Task to carry out ▸
Reproduce every entry below word for word, leaving out the pictures.

%%

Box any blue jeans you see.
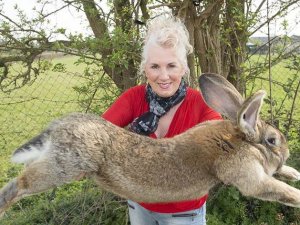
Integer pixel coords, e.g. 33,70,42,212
128,200,206,225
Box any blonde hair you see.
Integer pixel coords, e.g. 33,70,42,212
139,16,193,75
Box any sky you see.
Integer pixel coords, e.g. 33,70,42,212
0,0,300,36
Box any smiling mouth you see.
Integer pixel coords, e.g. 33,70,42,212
158,83,171,89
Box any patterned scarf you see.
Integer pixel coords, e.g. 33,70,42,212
129,80,187,136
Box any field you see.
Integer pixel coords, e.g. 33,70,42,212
0,57,83,184
0,56,300,225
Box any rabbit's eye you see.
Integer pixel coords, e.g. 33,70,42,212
267,137,276,145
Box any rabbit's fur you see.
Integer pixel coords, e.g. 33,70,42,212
0,74,300,216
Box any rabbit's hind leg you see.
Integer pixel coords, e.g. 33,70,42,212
0,159,84,217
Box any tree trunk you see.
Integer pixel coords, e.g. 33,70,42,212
81,0,137,91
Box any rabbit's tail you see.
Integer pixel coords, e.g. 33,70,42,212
12,130,51,164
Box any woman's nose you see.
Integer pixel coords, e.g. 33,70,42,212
159,68,169,79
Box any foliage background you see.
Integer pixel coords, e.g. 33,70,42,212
0,0,300,225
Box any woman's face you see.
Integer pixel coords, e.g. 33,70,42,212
145,45,185,98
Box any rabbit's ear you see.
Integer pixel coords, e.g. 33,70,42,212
238,91,266,140
199,73,244,121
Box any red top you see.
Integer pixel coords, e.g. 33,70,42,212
102,85,221,213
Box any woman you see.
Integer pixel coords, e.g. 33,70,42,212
103,18,221,225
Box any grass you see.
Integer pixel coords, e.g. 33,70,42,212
0,53,300,225
0,56,84,184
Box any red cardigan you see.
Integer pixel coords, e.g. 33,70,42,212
102,85,221,213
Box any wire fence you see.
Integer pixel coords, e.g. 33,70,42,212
0,51,300,178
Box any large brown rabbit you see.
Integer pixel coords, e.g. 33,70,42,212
0,74,300,214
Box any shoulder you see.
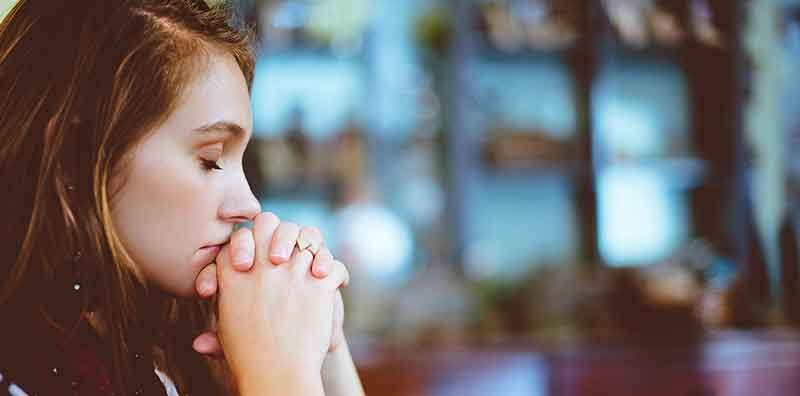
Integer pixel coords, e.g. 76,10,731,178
0,314,112,395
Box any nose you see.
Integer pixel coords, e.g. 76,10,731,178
219,172,261,223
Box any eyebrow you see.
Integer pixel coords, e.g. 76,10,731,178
194,121,247,138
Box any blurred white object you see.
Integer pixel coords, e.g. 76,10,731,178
336,203,414,285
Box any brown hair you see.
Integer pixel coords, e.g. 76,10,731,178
0,0,254,392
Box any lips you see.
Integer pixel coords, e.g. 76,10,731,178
195,244,223,266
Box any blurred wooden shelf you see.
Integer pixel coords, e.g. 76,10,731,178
354,332,800,396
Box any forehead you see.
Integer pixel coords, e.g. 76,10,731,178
164,51,252,138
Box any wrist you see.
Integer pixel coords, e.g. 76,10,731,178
238,367,325,396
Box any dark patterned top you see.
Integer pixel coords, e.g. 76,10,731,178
0,319,166,396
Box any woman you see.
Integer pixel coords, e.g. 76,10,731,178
0,0,362,396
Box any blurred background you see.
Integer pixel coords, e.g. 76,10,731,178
10,0,800,396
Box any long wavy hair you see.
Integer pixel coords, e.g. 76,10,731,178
0,0,254,394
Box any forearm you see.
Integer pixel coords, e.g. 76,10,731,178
322,341,364,396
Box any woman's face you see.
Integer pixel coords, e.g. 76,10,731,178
111,51,261,297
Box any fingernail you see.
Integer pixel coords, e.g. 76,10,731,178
314,261,331,277
273,247,291,260
233,250,253,264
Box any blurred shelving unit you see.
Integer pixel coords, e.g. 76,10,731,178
448,0,746,276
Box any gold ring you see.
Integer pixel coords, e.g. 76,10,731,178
295,241,317,257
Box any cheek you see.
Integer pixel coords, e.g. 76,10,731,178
112,153,216,292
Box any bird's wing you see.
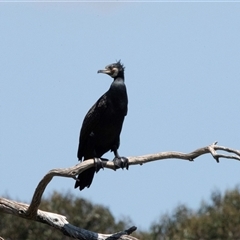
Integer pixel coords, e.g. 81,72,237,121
78,93,107,160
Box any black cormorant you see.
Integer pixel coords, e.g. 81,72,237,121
75,61,128,190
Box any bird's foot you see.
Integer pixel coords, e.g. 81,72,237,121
94,158,108,173
113,157,129,170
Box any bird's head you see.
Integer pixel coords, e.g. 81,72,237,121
98,61,124,79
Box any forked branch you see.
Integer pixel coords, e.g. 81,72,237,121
0,142,240,240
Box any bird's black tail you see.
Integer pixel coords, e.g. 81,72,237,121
74,167,95,191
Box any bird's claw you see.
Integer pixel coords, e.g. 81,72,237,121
94,158,108,173
113,157,129,170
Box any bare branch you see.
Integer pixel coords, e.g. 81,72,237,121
0,142,240,240
0,198,137,240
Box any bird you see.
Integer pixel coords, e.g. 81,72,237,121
74,60,129,191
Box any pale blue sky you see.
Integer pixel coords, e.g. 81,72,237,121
0,2,240,229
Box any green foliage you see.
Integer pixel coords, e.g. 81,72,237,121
0,192,129,240
151,188,240,240
0,188,240,240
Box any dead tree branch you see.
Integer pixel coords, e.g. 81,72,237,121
0,198,137,240
0,142,240,240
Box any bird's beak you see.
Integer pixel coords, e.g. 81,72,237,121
98,68,111,74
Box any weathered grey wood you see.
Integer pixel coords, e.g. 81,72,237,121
0,142,240,240
0,198,137,240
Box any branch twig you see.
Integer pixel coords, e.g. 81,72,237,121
0,142,240,240
0,198,137,240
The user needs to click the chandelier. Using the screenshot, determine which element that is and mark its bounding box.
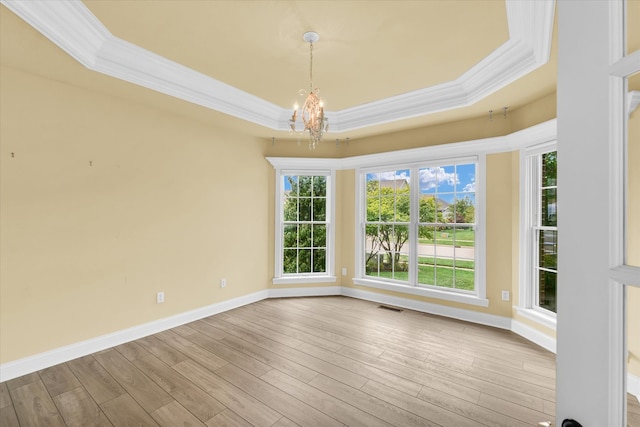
[289,31,329,149]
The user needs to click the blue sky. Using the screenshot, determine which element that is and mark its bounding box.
[367,163,476,202]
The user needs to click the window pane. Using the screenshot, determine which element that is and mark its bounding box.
[298,224,311,248]
[283,249,298,273]
[298,249,311,273]
[284,196,298,221]
[542,151,558,187]
[367,196,380,221]
[284,175,298,197]
[312,198,327,221]
[420,196,437,223]
[380,196,396,222]
[365,163,476,290]
[538,230,558,270]
[283,224,298,248]
[282,175,327,274]
[313,176,327,197]
[455,163,476,193]
[313,225,327,248]
[395,194,409,222]
[298,198,311,221]
[447,194,476,224]
[420,168,440,194]
[298,176,313,197]
[538,270,558,313]
[312,249,327,273]
[540,188,558,227]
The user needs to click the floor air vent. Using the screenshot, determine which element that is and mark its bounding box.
[378,305,404,313]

%%

Written response ▸
Box any blue jeans you see.
Integer pixel coords, e.g. 33,70,42,212
128,200,206,225
Box any blonde hair you see.
Integer pixel coords, e.g. 33,70,42,212
139,16,193,75
Box any sky you see.
Integer pixel coords, e.g. 33,70,42,212
0,0,300,36
Box any smiling mouth you see.
Integer pixel coords, e.g. 33,70,42,212
158,83,171,89
Box any patterned scarf you see.
Integer pixel coords, e.g. 33,70,42,212
129,80,187,136
Box any field you see.
Integer pixel coords, e.g. 33,70,42,212
0,57,83,184
0,56,300,225
Box any rabbit's eye you see.
Integer pixel coords, e.g. 33,70,42,212
267,137,276,145
Box any rabbit's fur you see.
Integer pixel coords, e.g. 33,70,42,212
0,74,300,216
Box any rabbit's hind leg you see.
Integer pixel coords, e.g. 33,70,42,212
0,159,84,217
Box any tree trunk you see.
Integer pixel coords, e.g. 33,70,42,212
81,0,137,91
Box any rabbit's tail you see.
Integer pixel coords, e.g. 33,70,42,212
12,130,51,164
Box any woman's nose you see.
Integer pixel coords, e.g. 33,70,42,212
159,68,169,79
Box any foliage background you see.
Integer pixel coords, e.g. 33,70,42,212
0,0,300,225
Box any woman's face you see.
Integer pixel coords, e.g. 33,70,42,212
145,45,185,98
Box any rabbit's ear you see.
Integer pixel coords, e.g. 33,70,42,212
238,91,266,140
199,73,244,121
Box any red top you see.
Integer pixel coords, e.g. 33,70,42,212
102,85,221,213
Box any woman you see.
Integer pixel coords, e.g. 33,70,42,212
103,18,221,225
Box any grass you see.
Integer pixel coords, e.g. 33,70,42,212
0,53,300,225
0,56,84,184
Box any red cardigan you see.
Integer pixel coords, e.g. 33,70,42,212
102,85,221,213
Box any wire fence you see.
Integer pixel coords, e.g. 33,70,42,212
0,51,300,178
Box any large brown rabbit you see.
Integer pixel coords, e.g. 33,70,42,212
0,74,300,214
Box any shoulder you see.
Integer pixel coords, e.g. 76,10,731,178
0,314,112,395
Box any nose you see.
Integer pixel coords, e.g. 76,10,731,178
219,172,261,223
Box any eyebrow you see.
Integer pixel coords, e.g. 76,10,731,178
194,121,247,138
Box any blurred white object you see.
Integer pixel coords, e.g. 76,10,731,178
336,203,414,285
Box any brown hair you see.
Integer pixel coords, e.g. 76,10,731,178
0,0,254,392
Box any lips you see.
Integer pixel coords, e.g. 76,10,731,178
195,244,223,266
Box any blurred wooden shelf you see.
Integer pixel coords, e.g. 76,10,731,178
354,332,800,396
Box any forehead you see.
Integer pixel coords, e.g. 76,10,731,178
164,51,252,138
Box any wrist you see.
Integer pixel coords, e.g. 76,10,731,178
238,367,325,396
Box any dark patterned top you see.
Integer pixel coords, e.g. 76,10,731,178
0,319,166,396
Box any woman you see.
Integer pixel coords, e.g. 76,10,731,178
0,0,362,396
Box any blurred background you see.
Integer pixel coords, e.g. 76,10,731,178
10,0,800,396
Box any long wavy hair you see.
Integer pixel coords, e.g. 76,10,731,178
0,0,254,394
Box any forearm you see.
Integer pixel coords, e.g. 76,10,731,178
322,341,364,396
Box any woman's face you see.
Integer pixel coords, e.g. 76,10,731,178
111,51,261,297
Box any fingernail you see.
Integer pixel coords, e.g. 76,10,731,178
314,261,331,277
273,247,291,260
233,250,253,264
Box any blurred shelving unit you see.
Integer pixel coords, e.g. 76,10,731,178
448,0,746,276
Box any gold ring you see.
Integer pixel coords, e.g. 76,10,731,178
295,241,317,257
Box any cheek you see.
Integer pixel coords, e.g. 76,10,731,178
112,153,216,292
Box any bird's wing you see.
Integer pixel coords, e.g. 81,72,237,121
78,93,107,160
Box any black cormorant you see.
Integer pixel coords, e.g. 81,72,237,121
75,61,128,190
Box any bird's foot you see.
Integer pixel coords, e.g. 81,72,237,121
94,158,108,173
113,157,129,170
Box any bird's head you see.
Integer pixel coords, e.g. 81,72,237,121
98,61,124,79
Box any forked branch you see.
Integer pixel coords, e.g. 81,72,237,121
0,142,240,240
Box any bird's black tail you see.
Integer pixel coords, e.g. 81,72,237,121
74,167,95,191
Box any bird's claw you see.
Integer pixel coords, e.g. 81,72,237,121
94,158,108,173
113,157,129,170
Box any bare branch you see.
Integer pixel coords, e.g. 81,72,237,121
0,142,240,240
0,198,137,240
Box any bird you see.
Integer pixel coords, e.g. 81,72,237,121
74,60,129,191
Box any pale blue sky you see.
Integer pixel coords, e.g. 81,72,237,121
0,2,240,229
Box any green foliage you see.
Integer pixel coords, e.g. 81,72,237,121
0,192,129,240
151,188,240,240
0,188,240,240
Box any dead tree branch you see.
Integer pixel coords, e.g. 81,72,237,121
0,198,137,240
0,142,240,240
Box any bird's beak you see.
Integer pixel coords, e.g. 81,72,237,121
98,68,111,74
Box any weathered grey wood you see.
Integer pixel coords, e.g. 81,72,237,121
0,142,240,240
0,198,137,240
Box any branch twig you see.
Integer pixel coords, e.g. 81,72,237,121
0,142,240,240
0,198,137,240
The user needs to click the chandelier. Using the screenshot, determine which element that is and mark its bounding box.
[289,31,329,149]
The user needs to click the blue sky. Using the screenshot, determine which element that is and mark its bounding box.
[367,163,476,202]
The user needs to click the window pane. Using the screenshot, determine which element that is and mark its bounding box.
[298,224,311,248]
[283,249,298,273]
[298,249,311,273]
[284,196,298,221]
[542,151,558,187]
[367,196,380,221]
[284,175,298,197]
[312,198,327,221]
[420,196,437,223]
[380,196,396,222]
[365,163,476,290]
[538,230,558,270]
[283,224,298,248]
[282,175,327,274]
[313,176,327,197]
[455,163,476,193]
[313,225,327,248]
[395,194,409,222]
[298,198,311,221]
[447,194,476,224]
[420,168,440,194]
[298,176,313,197]
[538,270,558,313]
[312,249,327,273]
[540,188,558,227]
The user needs to click the floor air vent. Using the screenshot, determine which element that is and mark its bounding box.
[378,305,404,313]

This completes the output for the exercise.